═══ TASK INPUT

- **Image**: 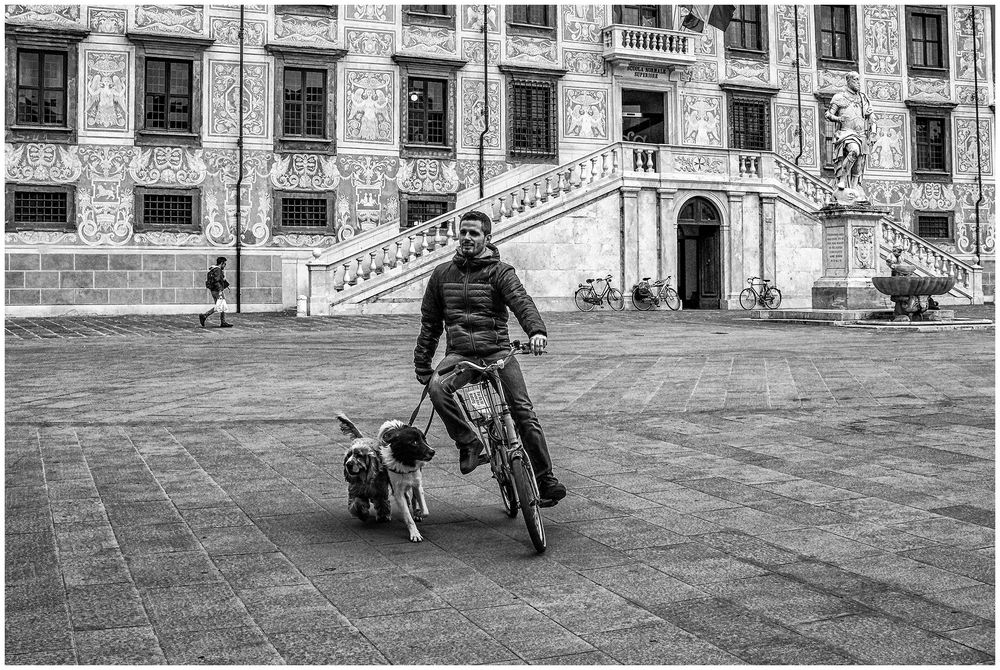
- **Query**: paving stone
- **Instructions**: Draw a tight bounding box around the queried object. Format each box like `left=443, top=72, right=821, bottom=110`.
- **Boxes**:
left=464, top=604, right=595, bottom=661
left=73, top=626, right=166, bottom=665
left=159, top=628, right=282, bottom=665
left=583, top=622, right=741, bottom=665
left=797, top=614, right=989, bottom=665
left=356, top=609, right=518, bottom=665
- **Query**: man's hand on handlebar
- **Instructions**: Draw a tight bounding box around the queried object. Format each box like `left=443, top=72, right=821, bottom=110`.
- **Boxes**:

══════

TASK GOAL: Copy the stretch from the start of the rows through the line containing "left=356, top=609, right=518, bottom=665", substituting "cobblestone" for "paving stone" and keeping everything else the same. Leave the pictures out of your answer.

COMPLETED TASK:
- **Image**: 
- **Query**: cobblestone
- **Instructions**: Draw a tight bounding box around the queried object. Format each box like `left=443, top=72, right=821, bottom=110`.
- **Boxes**:
left=464, top=604, right=595, bottom=661
left=73, top=626, right=166, bottom=665
left=159, top=628, right=282, bottom=665
left=583, top=622, right=741, bottom=665
left=797, top=614, right=989, bottom=665
left=356, top=609, right=518, bottom=665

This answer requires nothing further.